> _Description of the task_
Take the listing lines starting with the line that contains "Your task is to find every instance of lamp" and going on through the line that contains "[190,28,193,56]", and swap "lamp post" for "street light". Return only those lines, with everything else left as it is.

> _Input material_

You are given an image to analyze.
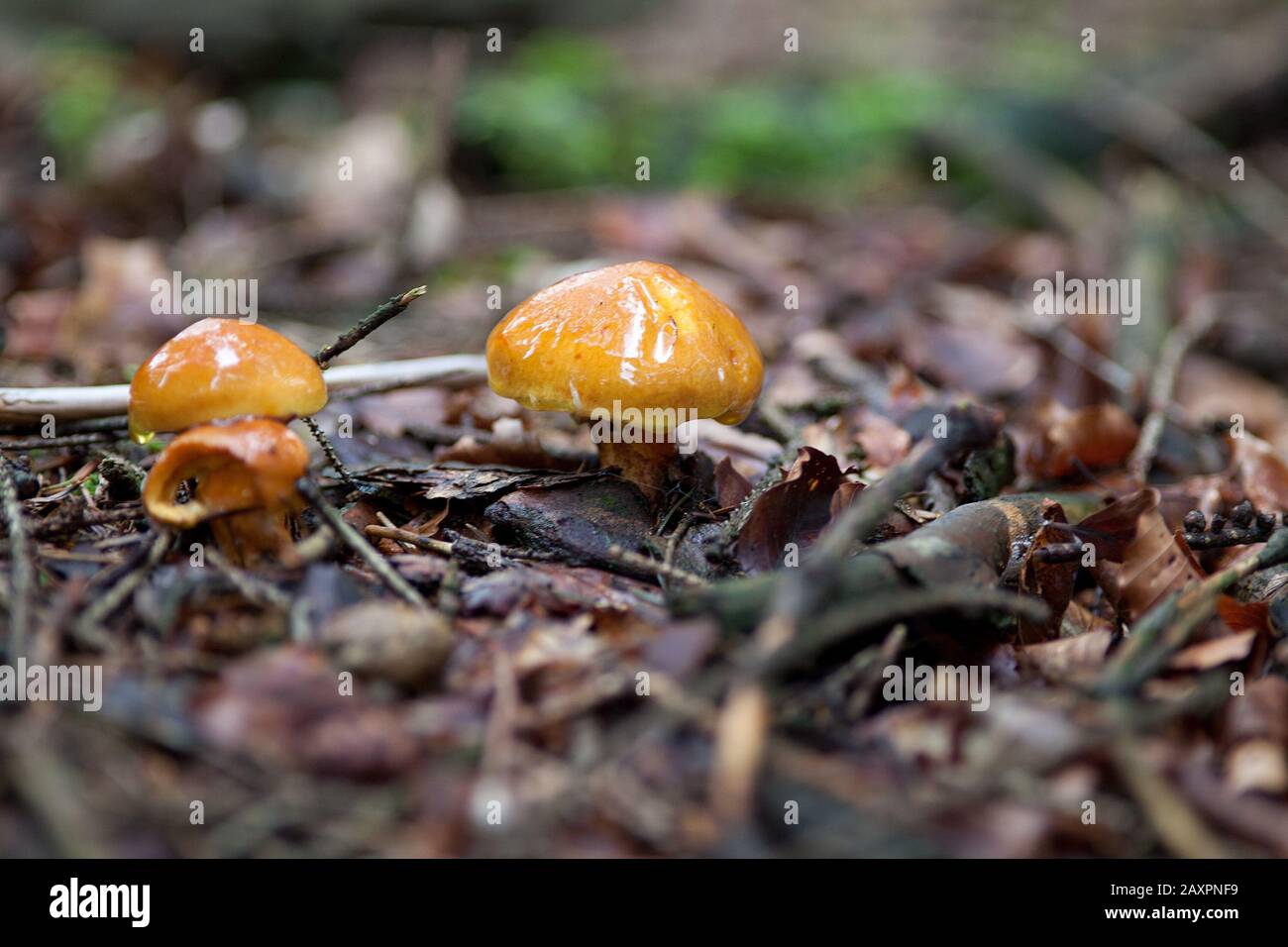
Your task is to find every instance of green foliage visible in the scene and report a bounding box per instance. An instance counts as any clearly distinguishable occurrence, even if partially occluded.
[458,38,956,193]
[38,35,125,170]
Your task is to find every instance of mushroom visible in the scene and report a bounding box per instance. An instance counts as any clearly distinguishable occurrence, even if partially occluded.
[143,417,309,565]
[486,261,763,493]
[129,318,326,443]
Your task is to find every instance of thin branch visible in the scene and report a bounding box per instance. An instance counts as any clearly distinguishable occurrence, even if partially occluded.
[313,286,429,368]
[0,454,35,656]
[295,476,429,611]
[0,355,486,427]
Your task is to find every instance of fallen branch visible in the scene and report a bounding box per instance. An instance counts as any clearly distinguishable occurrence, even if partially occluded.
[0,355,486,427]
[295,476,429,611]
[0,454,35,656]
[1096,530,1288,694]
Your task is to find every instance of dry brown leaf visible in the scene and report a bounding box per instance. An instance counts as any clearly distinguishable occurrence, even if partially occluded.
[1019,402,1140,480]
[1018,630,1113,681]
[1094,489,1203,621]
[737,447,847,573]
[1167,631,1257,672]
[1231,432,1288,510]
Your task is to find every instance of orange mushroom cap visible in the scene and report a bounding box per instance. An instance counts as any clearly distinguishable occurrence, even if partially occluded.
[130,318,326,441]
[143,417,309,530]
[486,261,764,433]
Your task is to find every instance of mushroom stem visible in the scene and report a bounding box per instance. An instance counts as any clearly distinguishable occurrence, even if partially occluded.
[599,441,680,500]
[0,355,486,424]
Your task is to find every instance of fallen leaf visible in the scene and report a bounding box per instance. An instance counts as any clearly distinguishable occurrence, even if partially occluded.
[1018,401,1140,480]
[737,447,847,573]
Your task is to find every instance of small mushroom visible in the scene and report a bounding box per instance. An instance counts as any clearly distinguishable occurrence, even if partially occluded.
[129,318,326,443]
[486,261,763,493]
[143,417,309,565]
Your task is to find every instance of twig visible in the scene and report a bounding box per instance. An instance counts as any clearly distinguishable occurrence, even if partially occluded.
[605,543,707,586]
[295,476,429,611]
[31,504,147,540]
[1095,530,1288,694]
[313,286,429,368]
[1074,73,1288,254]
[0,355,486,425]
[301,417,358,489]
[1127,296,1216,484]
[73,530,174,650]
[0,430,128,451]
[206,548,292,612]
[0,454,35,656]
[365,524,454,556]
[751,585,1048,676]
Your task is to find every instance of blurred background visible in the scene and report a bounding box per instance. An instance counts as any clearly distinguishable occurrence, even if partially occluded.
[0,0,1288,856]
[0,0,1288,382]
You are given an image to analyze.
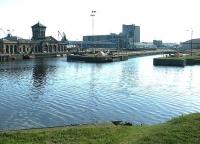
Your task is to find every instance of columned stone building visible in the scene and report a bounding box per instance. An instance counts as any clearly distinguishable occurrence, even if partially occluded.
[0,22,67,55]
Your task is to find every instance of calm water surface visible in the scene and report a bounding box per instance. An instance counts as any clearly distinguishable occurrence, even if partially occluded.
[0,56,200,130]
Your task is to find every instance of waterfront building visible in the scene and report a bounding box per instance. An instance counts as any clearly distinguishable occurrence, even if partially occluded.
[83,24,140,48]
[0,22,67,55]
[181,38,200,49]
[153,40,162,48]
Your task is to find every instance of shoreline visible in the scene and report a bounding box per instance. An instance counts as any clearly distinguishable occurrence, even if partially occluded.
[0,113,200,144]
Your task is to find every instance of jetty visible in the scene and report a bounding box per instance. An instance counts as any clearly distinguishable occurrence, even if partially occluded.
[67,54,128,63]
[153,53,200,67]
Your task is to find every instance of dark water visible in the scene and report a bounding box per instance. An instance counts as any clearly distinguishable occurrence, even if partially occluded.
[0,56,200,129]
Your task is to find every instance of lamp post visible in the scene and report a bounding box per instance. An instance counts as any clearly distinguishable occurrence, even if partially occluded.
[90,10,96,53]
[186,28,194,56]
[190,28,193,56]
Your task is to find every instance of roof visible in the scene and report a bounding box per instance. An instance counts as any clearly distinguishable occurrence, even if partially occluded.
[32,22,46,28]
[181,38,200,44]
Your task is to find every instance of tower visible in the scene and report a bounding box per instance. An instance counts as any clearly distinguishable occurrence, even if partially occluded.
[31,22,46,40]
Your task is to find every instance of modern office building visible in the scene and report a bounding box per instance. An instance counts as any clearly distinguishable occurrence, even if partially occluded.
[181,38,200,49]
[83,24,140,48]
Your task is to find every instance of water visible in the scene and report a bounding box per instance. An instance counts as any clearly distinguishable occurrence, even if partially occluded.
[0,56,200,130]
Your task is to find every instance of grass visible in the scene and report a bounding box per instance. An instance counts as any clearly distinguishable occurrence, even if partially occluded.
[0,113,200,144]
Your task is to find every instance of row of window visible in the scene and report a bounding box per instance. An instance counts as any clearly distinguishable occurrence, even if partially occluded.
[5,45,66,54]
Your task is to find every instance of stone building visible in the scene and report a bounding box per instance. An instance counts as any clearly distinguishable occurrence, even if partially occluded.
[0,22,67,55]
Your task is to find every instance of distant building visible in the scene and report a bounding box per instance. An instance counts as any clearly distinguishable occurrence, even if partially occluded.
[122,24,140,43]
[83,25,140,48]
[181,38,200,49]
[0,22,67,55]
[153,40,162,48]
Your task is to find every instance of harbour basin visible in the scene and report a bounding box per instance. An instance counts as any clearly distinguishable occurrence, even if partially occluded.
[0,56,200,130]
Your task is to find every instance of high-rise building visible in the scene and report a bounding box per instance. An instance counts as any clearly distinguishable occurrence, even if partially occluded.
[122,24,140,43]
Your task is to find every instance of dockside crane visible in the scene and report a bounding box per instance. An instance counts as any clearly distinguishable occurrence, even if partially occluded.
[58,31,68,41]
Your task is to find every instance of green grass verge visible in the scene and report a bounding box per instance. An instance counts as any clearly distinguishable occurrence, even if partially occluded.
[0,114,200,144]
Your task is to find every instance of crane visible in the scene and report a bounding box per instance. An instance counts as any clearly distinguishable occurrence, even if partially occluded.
---
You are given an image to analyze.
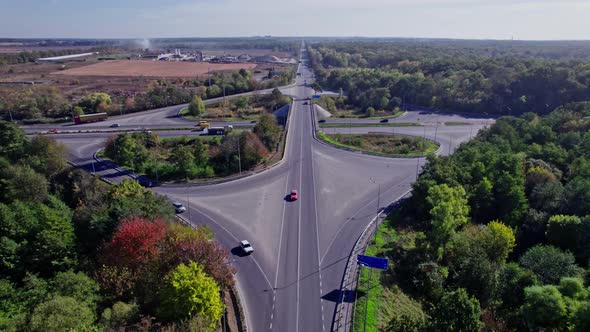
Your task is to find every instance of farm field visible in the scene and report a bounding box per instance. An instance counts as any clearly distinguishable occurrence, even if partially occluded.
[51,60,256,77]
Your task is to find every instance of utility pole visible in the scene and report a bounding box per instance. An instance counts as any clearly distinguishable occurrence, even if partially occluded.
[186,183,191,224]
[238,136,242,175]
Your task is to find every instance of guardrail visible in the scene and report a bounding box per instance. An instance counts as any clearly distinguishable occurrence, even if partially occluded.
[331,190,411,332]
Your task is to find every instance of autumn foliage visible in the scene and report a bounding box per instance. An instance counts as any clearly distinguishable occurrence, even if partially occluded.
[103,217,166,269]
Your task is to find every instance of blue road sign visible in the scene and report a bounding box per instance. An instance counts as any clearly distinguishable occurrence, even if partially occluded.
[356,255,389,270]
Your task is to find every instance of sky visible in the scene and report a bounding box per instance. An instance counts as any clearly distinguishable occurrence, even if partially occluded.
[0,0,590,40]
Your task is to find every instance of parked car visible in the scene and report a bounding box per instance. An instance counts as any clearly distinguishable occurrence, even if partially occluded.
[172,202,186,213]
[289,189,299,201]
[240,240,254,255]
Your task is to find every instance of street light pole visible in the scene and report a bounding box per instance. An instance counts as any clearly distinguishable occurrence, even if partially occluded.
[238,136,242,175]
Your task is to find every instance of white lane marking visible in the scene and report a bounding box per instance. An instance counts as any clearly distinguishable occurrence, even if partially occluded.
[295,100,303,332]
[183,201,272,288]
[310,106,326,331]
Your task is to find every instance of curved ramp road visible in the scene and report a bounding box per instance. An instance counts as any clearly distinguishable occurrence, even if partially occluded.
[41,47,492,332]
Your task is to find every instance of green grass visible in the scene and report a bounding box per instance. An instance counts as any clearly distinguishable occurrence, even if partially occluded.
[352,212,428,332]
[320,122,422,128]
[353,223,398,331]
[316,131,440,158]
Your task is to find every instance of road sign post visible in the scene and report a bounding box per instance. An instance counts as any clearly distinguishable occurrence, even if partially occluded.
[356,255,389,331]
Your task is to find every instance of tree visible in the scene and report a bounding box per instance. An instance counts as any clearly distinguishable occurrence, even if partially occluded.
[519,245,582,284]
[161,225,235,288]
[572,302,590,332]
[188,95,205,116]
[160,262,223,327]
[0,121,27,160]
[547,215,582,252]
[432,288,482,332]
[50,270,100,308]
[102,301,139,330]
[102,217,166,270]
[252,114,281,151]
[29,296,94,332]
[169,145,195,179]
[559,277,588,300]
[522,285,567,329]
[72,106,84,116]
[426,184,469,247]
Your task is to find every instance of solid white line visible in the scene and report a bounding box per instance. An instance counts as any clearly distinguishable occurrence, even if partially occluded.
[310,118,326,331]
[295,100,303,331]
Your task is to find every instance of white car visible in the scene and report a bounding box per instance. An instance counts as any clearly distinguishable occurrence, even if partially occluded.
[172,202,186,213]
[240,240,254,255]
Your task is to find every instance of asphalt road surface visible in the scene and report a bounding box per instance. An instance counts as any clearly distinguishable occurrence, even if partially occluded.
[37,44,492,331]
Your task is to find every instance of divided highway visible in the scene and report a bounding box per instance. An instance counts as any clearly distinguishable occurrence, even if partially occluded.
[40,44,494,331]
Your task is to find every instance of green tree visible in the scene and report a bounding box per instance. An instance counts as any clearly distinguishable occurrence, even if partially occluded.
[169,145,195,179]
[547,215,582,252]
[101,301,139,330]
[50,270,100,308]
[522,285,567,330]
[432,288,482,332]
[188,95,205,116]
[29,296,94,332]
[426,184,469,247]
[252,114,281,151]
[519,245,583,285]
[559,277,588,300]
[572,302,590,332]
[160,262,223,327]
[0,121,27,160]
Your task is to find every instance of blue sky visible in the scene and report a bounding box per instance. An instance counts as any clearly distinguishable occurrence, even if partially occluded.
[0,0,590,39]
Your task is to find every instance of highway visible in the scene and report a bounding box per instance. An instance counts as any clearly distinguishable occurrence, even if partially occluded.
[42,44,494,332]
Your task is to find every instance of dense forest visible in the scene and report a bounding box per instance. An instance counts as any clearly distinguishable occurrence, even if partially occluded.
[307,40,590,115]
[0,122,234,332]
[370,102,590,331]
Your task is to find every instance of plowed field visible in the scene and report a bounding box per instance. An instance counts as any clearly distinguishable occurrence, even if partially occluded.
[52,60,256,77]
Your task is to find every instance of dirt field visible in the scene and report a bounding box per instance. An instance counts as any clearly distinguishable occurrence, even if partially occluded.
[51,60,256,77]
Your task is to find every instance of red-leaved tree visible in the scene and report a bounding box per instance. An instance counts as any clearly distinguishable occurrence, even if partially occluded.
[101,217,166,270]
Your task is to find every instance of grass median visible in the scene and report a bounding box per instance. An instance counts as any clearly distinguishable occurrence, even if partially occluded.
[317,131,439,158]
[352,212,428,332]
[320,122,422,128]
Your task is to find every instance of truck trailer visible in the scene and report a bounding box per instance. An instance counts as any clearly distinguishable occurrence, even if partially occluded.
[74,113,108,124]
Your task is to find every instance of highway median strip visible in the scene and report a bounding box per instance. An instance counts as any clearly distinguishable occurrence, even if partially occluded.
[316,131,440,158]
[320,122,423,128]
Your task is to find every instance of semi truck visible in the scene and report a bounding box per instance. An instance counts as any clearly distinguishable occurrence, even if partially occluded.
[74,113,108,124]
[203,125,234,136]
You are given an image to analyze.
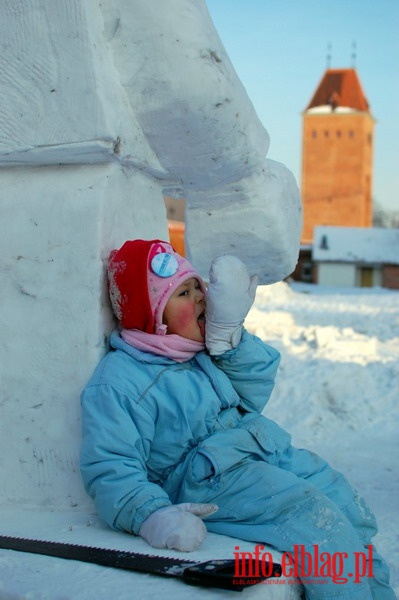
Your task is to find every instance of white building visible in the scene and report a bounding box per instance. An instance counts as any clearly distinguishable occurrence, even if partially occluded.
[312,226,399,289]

> _Task response_
Your task is to find every instance of street light visible in the scene and report a bounding box per instance. An instance counts as any clearly distinguishable occurrence, even if partially occluded.
[90,10,96,53]
[186,28,194,56]
[190,28,193,56]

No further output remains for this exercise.